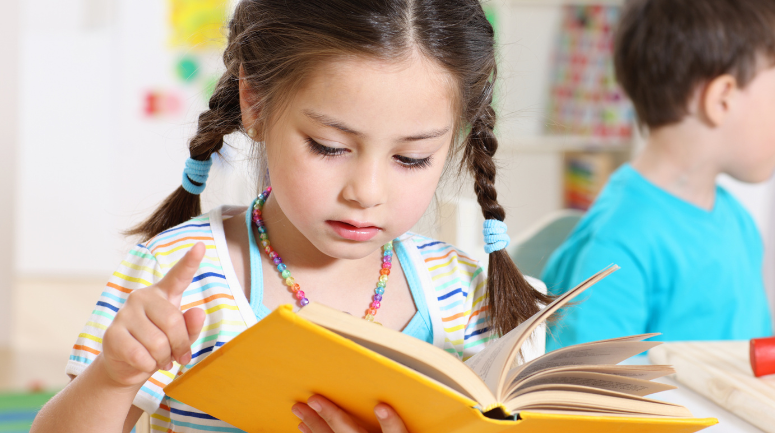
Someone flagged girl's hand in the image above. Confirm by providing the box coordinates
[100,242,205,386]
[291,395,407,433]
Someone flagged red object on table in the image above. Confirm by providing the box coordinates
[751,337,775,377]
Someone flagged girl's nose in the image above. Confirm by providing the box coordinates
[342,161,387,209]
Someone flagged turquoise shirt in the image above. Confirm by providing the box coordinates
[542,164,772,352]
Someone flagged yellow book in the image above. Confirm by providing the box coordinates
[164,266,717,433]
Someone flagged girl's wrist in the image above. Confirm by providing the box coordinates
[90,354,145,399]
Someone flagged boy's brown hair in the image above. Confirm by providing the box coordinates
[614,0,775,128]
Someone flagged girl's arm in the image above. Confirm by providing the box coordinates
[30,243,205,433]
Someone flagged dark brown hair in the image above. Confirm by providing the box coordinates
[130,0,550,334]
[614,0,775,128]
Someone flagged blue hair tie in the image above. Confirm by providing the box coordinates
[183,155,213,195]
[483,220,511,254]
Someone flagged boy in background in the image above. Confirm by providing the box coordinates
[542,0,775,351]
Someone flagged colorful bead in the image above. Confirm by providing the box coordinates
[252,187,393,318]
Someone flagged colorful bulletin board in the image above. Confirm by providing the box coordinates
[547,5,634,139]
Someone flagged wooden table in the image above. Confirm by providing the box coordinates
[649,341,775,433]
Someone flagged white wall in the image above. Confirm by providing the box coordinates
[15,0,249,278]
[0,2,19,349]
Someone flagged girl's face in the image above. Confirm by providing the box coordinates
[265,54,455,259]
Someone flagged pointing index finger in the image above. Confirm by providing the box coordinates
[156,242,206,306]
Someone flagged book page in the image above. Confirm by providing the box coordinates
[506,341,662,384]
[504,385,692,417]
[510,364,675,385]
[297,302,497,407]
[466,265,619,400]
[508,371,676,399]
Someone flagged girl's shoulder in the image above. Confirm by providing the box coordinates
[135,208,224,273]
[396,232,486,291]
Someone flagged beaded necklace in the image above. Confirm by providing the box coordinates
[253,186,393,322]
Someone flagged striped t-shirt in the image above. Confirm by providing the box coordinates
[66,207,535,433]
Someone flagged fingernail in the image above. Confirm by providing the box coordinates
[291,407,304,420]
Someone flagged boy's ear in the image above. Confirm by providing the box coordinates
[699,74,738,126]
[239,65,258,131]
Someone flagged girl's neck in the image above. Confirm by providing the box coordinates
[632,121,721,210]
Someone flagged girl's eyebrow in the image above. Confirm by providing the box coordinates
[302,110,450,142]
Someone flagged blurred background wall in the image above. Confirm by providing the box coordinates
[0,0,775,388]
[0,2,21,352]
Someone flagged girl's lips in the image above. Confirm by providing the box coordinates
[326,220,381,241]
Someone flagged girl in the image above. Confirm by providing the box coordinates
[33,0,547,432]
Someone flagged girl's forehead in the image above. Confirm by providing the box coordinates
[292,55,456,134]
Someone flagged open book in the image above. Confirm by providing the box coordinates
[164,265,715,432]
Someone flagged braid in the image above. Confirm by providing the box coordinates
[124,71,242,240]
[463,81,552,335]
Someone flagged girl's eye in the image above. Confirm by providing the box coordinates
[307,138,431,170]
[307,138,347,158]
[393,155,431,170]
○ ○ ○
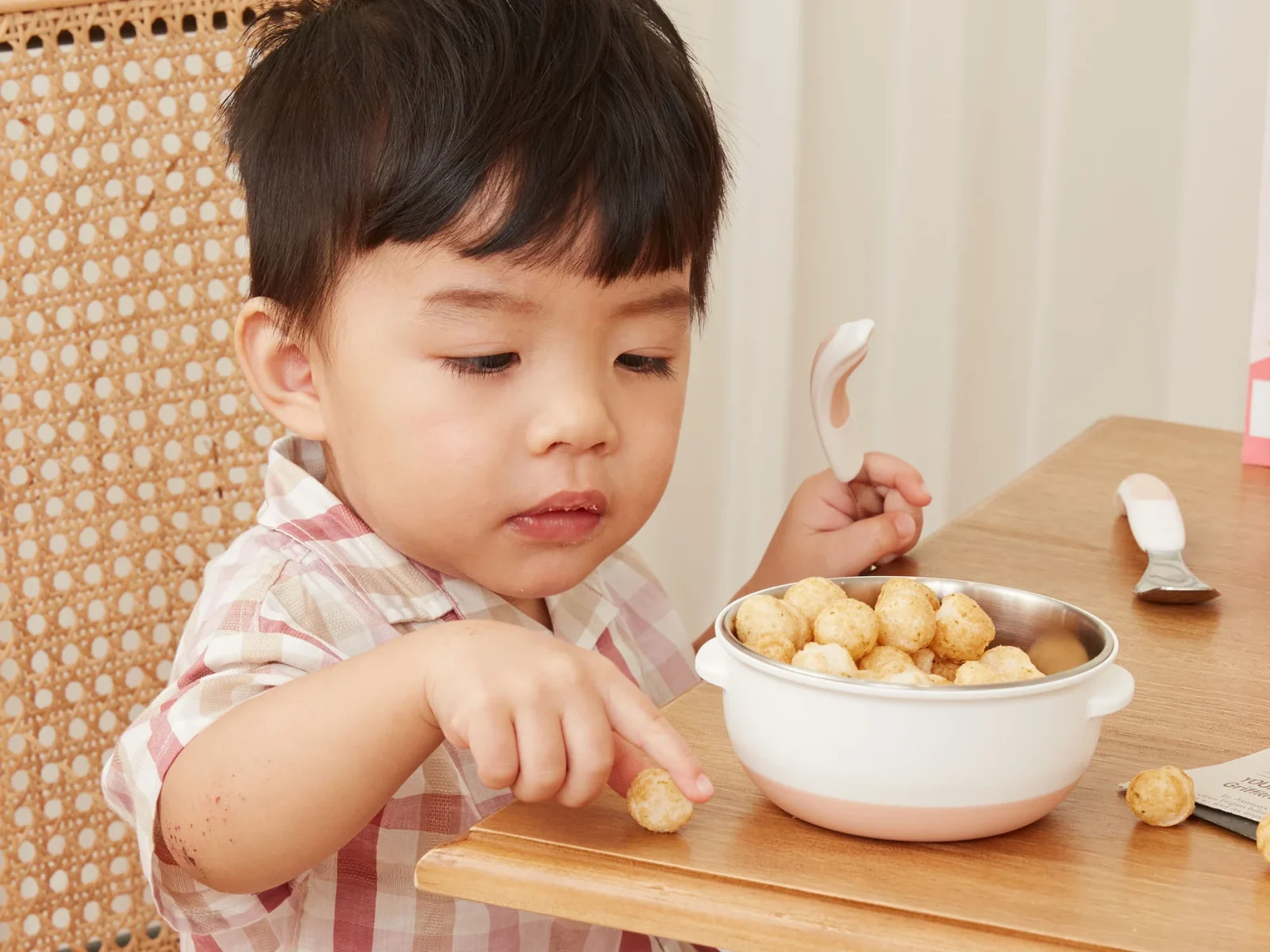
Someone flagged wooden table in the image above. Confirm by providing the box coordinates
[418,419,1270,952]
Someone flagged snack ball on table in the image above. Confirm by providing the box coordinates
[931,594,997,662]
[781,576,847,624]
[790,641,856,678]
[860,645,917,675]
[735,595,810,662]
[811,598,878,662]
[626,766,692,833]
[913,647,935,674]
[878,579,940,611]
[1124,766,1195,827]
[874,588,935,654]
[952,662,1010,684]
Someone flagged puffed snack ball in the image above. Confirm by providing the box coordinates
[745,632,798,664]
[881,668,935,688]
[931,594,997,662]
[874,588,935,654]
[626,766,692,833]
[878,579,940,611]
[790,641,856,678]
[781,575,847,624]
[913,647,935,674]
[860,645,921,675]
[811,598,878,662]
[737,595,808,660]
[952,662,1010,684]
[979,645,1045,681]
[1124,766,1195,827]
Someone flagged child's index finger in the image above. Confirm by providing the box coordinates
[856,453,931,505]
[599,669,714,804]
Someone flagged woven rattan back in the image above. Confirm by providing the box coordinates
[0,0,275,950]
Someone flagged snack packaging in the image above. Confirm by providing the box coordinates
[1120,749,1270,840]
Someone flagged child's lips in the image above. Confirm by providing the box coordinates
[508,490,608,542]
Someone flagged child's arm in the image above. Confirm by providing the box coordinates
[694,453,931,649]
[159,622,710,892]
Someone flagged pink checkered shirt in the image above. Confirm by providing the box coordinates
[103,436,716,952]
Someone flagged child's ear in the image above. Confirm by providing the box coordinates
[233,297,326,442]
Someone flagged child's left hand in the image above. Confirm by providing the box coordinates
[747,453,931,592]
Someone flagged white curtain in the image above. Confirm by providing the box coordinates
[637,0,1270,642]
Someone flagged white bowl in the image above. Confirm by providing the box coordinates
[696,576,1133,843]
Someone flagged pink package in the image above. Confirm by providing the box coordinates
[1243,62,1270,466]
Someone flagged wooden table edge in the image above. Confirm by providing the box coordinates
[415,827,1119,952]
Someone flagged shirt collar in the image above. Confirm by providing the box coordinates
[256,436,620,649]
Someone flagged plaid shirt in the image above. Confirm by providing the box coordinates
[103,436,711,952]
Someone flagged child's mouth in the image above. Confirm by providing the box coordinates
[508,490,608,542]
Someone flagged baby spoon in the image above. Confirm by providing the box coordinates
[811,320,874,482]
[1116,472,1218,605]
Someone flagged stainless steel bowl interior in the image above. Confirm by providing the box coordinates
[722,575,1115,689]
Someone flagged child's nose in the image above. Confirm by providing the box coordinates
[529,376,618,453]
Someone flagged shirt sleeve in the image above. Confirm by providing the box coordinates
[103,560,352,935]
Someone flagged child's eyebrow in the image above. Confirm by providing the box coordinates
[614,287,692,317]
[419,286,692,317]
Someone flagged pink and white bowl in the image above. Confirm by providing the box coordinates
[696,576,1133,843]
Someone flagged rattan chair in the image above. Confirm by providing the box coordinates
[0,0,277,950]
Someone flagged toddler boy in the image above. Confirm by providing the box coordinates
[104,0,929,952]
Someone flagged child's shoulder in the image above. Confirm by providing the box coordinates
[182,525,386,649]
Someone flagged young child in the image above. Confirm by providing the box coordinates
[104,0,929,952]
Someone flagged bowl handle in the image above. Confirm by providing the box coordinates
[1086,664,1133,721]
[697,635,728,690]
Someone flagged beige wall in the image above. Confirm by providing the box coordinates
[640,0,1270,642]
○ ○ ○
• SHORT TASK
Convert the lines from the one containing "Someone flagged girl's shoulder" up to and including the one containing "[463,81,552,335]" into a numbered list, one line per entry, leaving out any blank lines.

• RESULT OF THIS EXERCISE
1. Someone flagged girl's shoulder in the image above. Confirm by providing the box coordinates
2. [135,208,224,273]
3. [396,232,486,291]
4. Someone flagged beaded necklace in the image above. Confirm by providing the box coordinates
5. [253,186,393,322]
6. Someone flagged striped t-shirt in the image above. Confirm by providing the box coordinates
7. [66,207,535,433]
8. Someone flagged fingernail in the image above. Confirm by providing the box coordinates
9. [291,407,304,420]
10. Someone flagged boy's ear in the image above. Confirm by providing the box coordinates
11. [699,74,738,126]
12. [239,65,258,131]
13. Someone flagged girl's neck in the image above. Confirm by providing the box coordinates
14. [632,121,721,210]
15. Someone flagged girl's eyebrow in the image above. Confirm by providing the box coordinates
16. [302,110,450,142]
17. Someone flagged blurred background wall in the image above. Confirm by providing the box coordinates
18. [0,0,775,388]
19. [0,2,21,352]
20. Someone flagged girl's lips in the image above. Confirm by providing the box coordinates
21. [326,220,381,241]
22. Someone flagged girl in the image above. Confirm by providing the box coordinates
23. [33,0,547,432]
24. Someone flagged girl's forehead in the image above. Confirm by providing the box coordinates
25. [292,55,456,134]
26. Someone flagged open book in the image above. Confirm by providing the box coordinates
27. [164,265,715,432]
28. Someone flagged braid in the image above. Confirm by providing the box coordinates
29. [124,71,242,240]
30. [463,81,552,335]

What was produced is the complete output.